-- START OF Provided records --
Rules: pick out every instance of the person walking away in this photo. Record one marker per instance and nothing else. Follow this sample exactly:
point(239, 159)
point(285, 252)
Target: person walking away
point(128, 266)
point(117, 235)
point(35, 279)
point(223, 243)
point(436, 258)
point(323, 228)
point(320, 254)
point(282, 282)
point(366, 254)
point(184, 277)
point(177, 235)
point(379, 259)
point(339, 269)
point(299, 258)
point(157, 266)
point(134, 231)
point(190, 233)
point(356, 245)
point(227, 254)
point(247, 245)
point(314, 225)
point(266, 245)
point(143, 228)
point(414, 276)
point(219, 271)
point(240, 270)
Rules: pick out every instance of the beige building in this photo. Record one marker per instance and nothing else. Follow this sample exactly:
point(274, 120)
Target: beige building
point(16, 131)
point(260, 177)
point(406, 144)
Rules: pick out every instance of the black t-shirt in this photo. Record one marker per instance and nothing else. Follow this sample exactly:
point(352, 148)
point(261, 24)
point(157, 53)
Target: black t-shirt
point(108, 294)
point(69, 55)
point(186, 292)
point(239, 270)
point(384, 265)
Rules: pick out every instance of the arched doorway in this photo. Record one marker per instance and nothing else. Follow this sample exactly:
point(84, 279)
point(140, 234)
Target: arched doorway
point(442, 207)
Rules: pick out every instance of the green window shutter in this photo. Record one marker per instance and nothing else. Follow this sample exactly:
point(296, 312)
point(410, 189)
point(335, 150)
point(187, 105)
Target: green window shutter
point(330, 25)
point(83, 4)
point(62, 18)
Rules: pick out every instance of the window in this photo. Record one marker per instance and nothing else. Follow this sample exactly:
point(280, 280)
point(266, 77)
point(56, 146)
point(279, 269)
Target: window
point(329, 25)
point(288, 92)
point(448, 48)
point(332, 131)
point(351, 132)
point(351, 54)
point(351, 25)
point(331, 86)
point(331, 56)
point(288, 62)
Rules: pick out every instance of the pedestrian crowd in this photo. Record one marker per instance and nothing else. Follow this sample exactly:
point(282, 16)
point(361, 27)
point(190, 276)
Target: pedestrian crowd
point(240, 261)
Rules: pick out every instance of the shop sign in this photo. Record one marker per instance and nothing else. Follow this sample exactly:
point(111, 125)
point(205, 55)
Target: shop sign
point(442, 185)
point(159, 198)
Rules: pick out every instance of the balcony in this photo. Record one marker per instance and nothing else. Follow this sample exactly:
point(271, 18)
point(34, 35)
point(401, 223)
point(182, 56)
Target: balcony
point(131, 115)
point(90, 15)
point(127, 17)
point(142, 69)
-- END OF Provided records --
-- START OF Provided records --
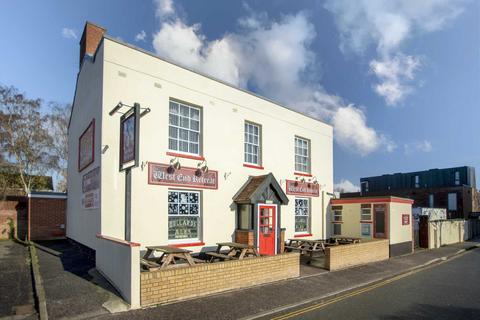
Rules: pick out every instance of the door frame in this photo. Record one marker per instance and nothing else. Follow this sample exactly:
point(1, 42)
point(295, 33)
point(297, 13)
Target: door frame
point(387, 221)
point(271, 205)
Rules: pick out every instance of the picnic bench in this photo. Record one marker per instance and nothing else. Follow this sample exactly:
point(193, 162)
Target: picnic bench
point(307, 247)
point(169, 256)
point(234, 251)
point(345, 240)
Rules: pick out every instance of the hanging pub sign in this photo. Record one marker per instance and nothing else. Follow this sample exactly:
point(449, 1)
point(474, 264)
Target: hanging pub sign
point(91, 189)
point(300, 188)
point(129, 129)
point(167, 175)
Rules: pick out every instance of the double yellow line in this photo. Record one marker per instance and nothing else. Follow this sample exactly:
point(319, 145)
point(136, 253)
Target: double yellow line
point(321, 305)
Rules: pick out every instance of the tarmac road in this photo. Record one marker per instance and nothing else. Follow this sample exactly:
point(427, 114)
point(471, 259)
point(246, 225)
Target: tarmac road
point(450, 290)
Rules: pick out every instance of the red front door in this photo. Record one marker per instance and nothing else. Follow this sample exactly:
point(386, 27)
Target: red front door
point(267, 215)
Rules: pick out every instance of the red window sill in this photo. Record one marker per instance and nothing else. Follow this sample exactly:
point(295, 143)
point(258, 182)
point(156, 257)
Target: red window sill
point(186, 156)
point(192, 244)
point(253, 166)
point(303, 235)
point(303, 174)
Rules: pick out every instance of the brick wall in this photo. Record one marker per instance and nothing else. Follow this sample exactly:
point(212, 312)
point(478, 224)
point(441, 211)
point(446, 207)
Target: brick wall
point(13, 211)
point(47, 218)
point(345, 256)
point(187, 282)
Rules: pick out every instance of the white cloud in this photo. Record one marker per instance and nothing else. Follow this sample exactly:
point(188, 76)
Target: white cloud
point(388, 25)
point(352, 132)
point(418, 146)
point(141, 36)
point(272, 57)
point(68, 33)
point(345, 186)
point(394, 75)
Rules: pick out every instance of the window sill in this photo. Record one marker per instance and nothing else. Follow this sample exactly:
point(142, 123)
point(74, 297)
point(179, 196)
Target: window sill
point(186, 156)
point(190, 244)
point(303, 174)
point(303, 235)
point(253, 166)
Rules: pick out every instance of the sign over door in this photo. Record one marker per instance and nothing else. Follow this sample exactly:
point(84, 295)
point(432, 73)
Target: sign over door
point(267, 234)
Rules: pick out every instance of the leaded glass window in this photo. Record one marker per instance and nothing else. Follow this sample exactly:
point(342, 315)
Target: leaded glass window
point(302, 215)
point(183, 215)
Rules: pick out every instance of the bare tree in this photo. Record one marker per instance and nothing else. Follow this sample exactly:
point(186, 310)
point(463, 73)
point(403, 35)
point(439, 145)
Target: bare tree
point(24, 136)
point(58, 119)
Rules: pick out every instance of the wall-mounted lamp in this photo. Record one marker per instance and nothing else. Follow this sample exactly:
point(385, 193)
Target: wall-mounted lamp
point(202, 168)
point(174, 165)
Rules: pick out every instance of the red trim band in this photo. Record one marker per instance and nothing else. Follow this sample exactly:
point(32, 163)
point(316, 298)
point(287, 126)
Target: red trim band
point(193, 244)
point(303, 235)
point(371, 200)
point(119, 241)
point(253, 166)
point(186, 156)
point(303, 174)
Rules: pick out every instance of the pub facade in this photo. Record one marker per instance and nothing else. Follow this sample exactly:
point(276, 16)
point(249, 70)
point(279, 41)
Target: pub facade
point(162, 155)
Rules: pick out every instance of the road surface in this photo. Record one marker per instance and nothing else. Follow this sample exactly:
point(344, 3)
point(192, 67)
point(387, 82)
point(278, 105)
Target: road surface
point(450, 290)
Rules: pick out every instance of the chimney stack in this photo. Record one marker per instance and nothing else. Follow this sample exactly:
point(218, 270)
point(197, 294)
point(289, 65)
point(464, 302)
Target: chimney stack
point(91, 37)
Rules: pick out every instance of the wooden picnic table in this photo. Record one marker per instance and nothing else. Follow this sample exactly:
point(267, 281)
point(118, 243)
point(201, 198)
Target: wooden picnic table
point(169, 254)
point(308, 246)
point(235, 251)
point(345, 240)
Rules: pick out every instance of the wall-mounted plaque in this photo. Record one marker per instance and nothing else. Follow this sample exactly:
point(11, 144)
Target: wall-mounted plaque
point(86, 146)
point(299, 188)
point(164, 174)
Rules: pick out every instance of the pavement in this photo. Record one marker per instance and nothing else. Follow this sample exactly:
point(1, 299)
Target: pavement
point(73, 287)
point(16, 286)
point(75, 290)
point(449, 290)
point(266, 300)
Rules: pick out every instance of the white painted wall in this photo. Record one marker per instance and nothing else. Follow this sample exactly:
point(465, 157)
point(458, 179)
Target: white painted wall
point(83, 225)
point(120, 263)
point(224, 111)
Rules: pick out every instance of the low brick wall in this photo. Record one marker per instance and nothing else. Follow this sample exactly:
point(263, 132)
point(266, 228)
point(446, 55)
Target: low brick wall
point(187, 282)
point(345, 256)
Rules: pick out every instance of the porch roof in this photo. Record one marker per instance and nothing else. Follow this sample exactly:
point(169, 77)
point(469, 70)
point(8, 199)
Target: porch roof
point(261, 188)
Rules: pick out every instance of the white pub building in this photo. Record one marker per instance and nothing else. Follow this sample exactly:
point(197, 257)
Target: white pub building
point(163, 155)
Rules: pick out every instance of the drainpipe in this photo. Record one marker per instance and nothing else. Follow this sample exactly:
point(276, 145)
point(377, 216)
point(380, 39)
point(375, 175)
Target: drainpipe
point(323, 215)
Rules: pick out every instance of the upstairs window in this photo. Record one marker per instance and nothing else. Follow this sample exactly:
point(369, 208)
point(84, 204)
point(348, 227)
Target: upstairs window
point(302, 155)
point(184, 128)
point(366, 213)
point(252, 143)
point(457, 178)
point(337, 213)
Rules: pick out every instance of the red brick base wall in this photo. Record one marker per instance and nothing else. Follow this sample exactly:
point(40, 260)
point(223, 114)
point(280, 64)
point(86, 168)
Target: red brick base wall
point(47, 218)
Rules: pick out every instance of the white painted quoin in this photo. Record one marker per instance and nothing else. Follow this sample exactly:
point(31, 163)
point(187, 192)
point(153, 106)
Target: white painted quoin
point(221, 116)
-- END OF Provided records --
-- START OF Provided records --
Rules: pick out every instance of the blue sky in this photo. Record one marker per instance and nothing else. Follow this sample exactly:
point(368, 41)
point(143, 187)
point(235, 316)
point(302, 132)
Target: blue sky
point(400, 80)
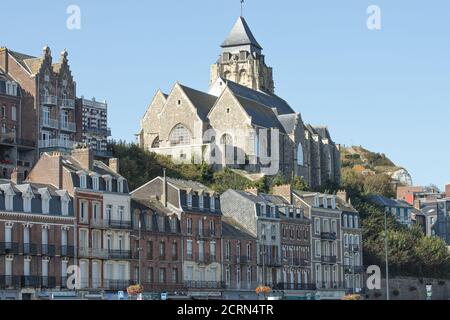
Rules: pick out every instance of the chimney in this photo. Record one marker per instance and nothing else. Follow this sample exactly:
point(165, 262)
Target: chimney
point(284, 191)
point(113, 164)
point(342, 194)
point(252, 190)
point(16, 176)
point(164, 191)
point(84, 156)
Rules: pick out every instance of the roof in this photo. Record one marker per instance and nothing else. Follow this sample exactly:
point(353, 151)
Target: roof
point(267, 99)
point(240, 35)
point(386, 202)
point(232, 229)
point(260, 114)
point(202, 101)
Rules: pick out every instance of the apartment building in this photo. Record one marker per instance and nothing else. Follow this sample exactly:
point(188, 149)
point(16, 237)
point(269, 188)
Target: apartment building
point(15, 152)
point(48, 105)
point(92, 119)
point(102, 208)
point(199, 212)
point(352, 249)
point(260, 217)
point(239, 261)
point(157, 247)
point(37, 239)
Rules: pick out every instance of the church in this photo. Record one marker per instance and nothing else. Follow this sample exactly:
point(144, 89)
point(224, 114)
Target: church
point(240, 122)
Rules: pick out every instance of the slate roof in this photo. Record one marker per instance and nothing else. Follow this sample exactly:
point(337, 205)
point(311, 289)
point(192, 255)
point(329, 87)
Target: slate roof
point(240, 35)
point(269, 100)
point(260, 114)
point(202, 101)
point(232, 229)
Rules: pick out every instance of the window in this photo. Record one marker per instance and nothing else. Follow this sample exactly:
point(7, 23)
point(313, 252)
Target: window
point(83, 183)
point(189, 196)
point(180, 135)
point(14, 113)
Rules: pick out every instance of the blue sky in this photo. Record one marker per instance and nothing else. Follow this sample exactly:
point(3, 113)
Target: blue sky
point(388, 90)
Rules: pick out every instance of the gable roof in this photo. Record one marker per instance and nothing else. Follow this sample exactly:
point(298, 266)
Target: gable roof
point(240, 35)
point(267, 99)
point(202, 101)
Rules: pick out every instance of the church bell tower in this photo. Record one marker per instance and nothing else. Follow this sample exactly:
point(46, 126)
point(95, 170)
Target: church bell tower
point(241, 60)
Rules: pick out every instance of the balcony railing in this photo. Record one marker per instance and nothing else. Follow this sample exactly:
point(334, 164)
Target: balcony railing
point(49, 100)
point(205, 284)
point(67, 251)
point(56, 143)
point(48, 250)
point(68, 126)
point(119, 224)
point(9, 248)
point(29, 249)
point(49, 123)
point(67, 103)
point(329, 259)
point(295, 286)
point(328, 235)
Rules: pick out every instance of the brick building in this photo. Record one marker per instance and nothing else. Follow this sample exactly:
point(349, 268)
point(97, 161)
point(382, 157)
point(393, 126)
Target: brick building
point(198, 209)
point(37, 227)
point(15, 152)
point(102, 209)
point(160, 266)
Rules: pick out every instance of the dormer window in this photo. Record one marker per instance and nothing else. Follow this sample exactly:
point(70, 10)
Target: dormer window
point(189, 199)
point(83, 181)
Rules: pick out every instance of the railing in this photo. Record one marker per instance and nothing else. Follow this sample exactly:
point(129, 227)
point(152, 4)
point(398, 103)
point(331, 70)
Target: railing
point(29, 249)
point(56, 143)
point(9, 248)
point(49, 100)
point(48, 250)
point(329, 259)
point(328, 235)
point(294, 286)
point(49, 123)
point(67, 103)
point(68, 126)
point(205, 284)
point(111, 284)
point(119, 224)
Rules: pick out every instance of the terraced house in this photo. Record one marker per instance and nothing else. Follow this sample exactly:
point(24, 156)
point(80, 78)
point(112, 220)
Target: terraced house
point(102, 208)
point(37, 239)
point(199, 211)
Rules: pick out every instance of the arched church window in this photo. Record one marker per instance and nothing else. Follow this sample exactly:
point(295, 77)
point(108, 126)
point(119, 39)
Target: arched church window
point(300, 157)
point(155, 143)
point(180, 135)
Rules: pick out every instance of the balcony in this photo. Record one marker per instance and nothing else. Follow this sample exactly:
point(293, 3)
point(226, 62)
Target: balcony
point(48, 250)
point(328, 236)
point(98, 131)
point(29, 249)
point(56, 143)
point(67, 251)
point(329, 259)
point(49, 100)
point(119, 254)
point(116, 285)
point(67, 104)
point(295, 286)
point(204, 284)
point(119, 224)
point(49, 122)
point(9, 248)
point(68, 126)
-- END OF Provided records --
Exercise task: Give the part of the listing above that opens with the line containing "Rules: pick out every instance of the tarmac" and closes with the line containing "point(267, 234)" as a numbered list, leaving out blank lines.

Answer for the task:
1. Rules: pick out every instance of the tarmac road in this photo. Record one marker per instance and nothing else. Follow this sample exactly:
2. point(427, 114)
3. point(471, 259)
4. point(246, 225)
5. Target: tarmac road
6. point(450, 290)
7. Rules: pick out every instance of the red front door in this photo. Record one marker per instance and nothing else. Follow this sample exactly:
8. point(386, 27)
9. Target: red front door
10. point(267, 215)
11. Rules: pick out every instance of the red window sill in this photo. Record one marker per instance and nothing else. Follow this sample exactly:
12. point(295, 143)
13. point(258, 182)
14. point(156, 257)
15. Target: red window sill
16. point(186, 156)
17. point(192, 244)
18. point(253, 166)
19. point(303, 235)
20. point(303, 174)
21. Rules: pick out every instance of the brick wall in this photo. Record one marker per instance and nothing else. Follow this sample exactly:
22. point(212, 312)
23. point(478, 224)
24. point(441, 211)
25. point(446, 207)
26. Target: brick wall
27. point(13, 211)
28. point(47, 218)
29. point(345, 256)
30. point(187, 282)
31. Rules: pick out every instance of the white cloud in this photo. Record one marker per instance and nothing else. Follow this sample exactly:
32. point(188, 76)
33. Target: white cloud
34. point(388, 25)
35. point(352, 132)
36. point(418, 146)
37. point(141, 36)
38. point(272, 57)
39. point(68, 33)
40. point(345, 186)
41. point(394, 75)
42. Rules: pick out every instance of the window sill in this photo. Record one marker per instance and nothing else. Follow this sample exactly:
43. point(142, 123)
44. point(74, 297)
45. point(179, 196)
46. Target: window sill
47. point(186, 156)
48. point(190, 244)
49. point(303, 174)
50. point(303, 235)
51. point(253, 166)
52. Rules: pick out every instance of the sign over door in this photo. Record one marker per instance and nothing else. Follow this sample exactly:
53. point(84, 295)
54. point(432, 73)
55. Target: sign over door
56. point(267, 234)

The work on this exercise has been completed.